Gather every line of the material below that contains the word "cloud", and copy each of those lines out in full.

Material:
<<<<

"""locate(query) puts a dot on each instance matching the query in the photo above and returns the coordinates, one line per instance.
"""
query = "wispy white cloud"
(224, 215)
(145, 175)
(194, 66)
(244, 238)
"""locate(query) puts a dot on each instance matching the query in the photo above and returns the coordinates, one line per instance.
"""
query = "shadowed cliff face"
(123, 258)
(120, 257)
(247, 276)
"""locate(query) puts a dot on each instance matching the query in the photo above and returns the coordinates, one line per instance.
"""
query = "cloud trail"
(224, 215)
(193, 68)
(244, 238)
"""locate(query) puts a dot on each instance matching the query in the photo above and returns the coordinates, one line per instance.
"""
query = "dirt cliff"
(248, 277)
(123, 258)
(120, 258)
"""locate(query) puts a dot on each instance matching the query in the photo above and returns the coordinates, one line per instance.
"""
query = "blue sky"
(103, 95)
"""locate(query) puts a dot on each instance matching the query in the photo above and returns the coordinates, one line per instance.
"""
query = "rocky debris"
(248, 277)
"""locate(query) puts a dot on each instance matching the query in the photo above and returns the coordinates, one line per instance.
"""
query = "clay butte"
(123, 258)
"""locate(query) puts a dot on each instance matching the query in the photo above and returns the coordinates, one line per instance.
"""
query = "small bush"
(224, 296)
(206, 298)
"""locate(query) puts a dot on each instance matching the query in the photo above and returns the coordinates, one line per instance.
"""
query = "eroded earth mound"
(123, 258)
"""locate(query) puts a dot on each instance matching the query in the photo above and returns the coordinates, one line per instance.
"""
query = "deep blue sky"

>>>>
<<<<

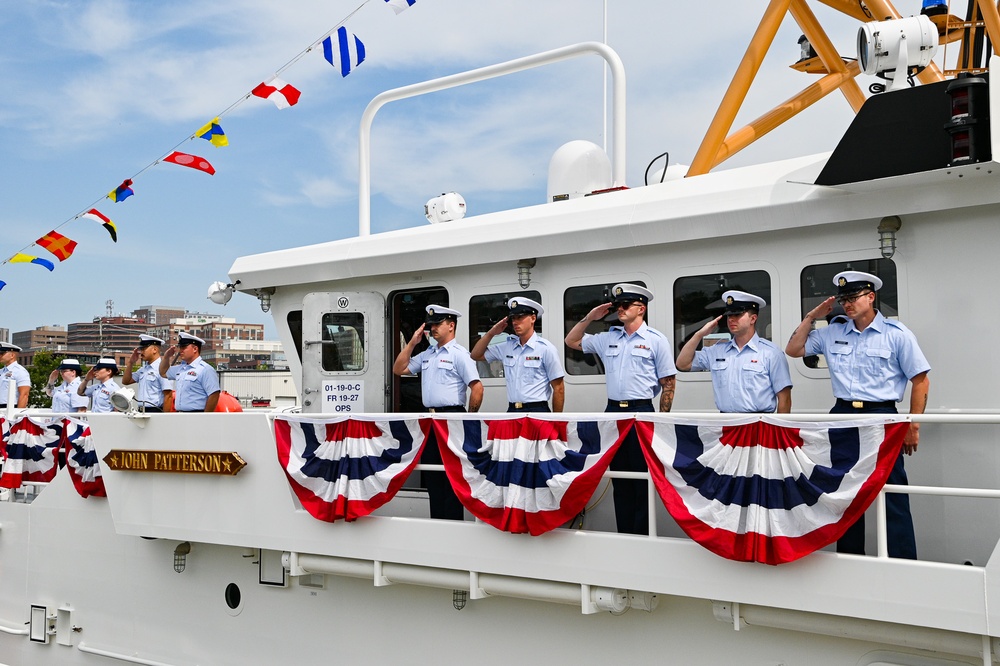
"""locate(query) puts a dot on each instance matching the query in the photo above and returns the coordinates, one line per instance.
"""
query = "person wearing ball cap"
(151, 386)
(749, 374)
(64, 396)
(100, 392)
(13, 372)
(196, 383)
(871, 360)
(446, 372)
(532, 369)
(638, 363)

>>>>

Output:
query = "wispy white cloud"
query = "cloud trail"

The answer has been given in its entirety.